• ABOUT THIS EXERCISE
Write the data out again, word for word.

··· SUPPLIED ENTRIES ···

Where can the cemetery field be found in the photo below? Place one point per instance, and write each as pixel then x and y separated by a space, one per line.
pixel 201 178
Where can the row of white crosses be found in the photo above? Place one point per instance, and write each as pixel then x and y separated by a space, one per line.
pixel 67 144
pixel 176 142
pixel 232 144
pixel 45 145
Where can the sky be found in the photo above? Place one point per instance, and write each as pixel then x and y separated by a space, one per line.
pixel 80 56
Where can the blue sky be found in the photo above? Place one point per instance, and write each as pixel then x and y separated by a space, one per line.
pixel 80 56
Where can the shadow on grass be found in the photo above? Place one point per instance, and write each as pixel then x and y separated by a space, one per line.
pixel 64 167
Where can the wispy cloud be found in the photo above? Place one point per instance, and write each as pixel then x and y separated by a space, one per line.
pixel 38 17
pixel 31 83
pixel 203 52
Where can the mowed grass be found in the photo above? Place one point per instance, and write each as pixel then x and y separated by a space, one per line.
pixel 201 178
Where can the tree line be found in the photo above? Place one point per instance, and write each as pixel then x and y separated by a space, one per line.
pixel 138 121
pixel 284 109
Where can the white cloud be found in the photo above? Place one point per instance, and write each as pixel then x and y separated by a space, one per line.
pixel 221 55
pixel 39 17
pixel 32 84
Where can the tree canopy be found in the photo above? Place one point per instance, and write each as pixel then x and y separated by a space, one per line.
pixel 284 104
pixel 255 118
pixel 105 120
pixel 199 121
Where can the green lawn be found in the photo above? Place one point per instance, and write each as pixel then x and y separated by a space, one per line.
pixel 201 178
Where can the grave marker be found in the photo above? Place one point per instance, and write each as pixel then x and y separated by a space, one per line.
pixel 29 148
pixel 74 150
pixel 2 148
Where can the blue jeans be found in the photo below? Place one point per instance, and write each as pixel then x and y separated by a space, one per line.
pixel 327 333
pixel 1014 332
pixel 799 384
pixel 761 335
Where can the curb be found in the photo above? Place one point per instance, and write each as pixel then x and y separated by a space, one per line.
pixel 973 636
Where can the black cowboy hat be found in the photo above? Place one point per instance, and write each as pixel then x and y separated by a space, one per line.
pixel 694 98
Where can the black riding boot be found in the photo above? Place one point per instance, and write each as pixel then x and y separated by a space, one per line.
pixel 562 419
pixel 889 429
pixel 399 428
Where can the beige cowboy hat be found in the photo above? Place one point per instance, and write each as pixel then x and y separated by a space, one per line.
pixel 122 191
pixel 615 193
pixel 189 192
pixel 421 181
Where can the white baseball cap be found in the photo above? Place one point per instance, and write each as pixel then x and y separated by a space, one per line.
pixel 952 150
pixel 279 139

···

• EXERCISE OUTPUT
Where can the cemetery field be found in the photo below? Place one point per instance, and write each as pixel then x and y separated by a space, one per line.
pixel 201 178
Where can the row of white crosses be found in the photo above? Place one point per instance, and write each as pixel then x and y separated by a space, one per line.
pixel 67 144
pixel 176 142
pixel 232 144
pixel 45 145
Where can the sky be found in the photo above? Place one point per instance, and write each as pixel then x and y separated by a space, one per line.
pixel 80 56
Where can the blue sky be found in the photo above? Place one point per instance, and write each as pixel then x and y separated by a space, one per line.
pixel 80 56
Where can the shadow on grass be found in the photo above? Place one point per instance, and write each as pixel then x and y separated by a space, one per line.
pixel 64 167
Where can the wispy cloud be found in the photo above? Place one point per instance, and write each as pixel then x and y separated by a space, one per line.
pixel 38 17
pixel 31 83
pixel 203 52
Where can the mowed grass be found in the photo above? Place one point per instance, and write each as pixel then x and y separated by a space, one per line.
pixel 201 178
Where can the tree line be found in the photo above? Place one point per instance, and write each as pixel then x and y separated by a space, one per line.
pixel 138 121
pixel 284 109
Where can the white cloud be found in the photo above? Place one point per instance, and write each as pixel then x and y separated by a space, one per line.
pixel 221 55
pixel 39 17
pixel 32 84
Where can the tree canopy be found in the photo above? Place one point per instance, and write each as pixel then x and y separated by a space, one per line.
pixel 284 104
pixel 255 118
pixel 105 120
pixel 199 121
Where can the green lawn be found in the photo above? Place one point per instance, and write each as pixel then x and y separated by a space, one per line.
pixel 201 178
Where can the grave marker be found in the photo above? Place one point per instance, and write each as pixel then x and y separated by a space, one per line.
pixel 29 148
pixel 74 150
pixel 2 148
Where can the blue jeans be found in the photo below? Place one point per instance, and write each as pixel then x and y separated by a space, one per line.
pixel 327 333
pixel 1014 332
pixel 799 384
pixel 761 335
Where can the curb be found in the photo above? Place one point per instance, and write each as pixel then x and y separated by a space, one per line.
pixel 973 636
Where can the black cowboy hat be found in the photo above? Place one point per instance, and write each as pixel then x and y separated by a space, one per line.
pixel 694 98
Where can the black riding boot be found in the photo above? Place one point per instance, and write each as pixel then x and y separated by a space, one per line.
pixel 562 419
pixel 889 429
pixel 399 428
Where can the beige cowboy hat be found in the photo above? Place one point per instance, and write each as pixel then x and y separated by a space, one per line.
pixel 122 191
pixel 615 193
pixel 189 192
pixel 421 181
Where can the white baseball cap be found in the photo above? Place one point per instance, and write each as pixel then x and y separated by a space, one per line.
pixel 952 150
pixel 279 139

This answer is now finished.